New Delhi, Oct. 11 (PTI): The Centre has refused to make public purported correspondence with the Indian mission in Moscow over the death of Lal Bahadur Shastri, citing possible adverse impact on the “sovereignty and integrity” of the country and international relations.

Three months after saying it does not have any document on the death of the then Prime Minister Shastri in Tashkent in 1966 but the medical report of the attending doctor, the external affairs ministry has also maintained silence over whether any correspondence between India and the erstwhile USSR on the issue exists.

Anuj Dhar, moderator of transparency website www.endthesecrecy.com, in his RTI application has sought the correspondence between the MEA and the Indian embassy in Moscow and between foreign ministries of both the countries, if there was any, after the death of Shastri and asked the government to specify if such correspondence exists.

Point localization data
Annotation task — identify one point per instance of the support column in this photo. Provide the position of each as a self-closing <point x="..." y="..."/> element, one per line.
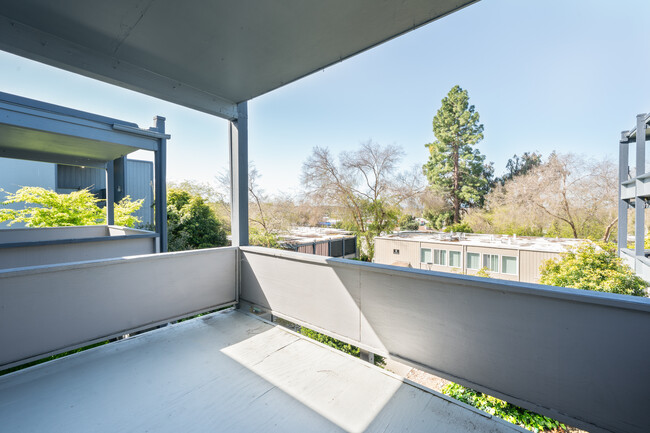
<point x="639" y="203"/>
<point x="160" y="194"/>
<point x="238" y="132"/>
<point x="110" y="193"/>
<point x="119" y="176"/>
<point x="623" y="174"/>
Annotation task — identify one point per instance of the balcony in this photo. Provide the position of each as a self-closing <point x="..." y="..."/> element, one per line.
<point x="577" y="356"/>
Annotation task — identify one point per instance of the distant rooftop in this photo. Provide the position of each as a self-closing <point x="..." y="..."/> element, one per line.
<point x="303" y="235"/>
<point x="487" y="240"/>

▸ **Task requirements**
In the news report on Lal Bahadur Shastri's death, what reason did the Centre give for refusing to make the correspondence public? The records have nothing to do with this.

▸ **Solution for this task**
It cited a possible adverse impact on the "sovereignty and integrity" of the country and on international relations.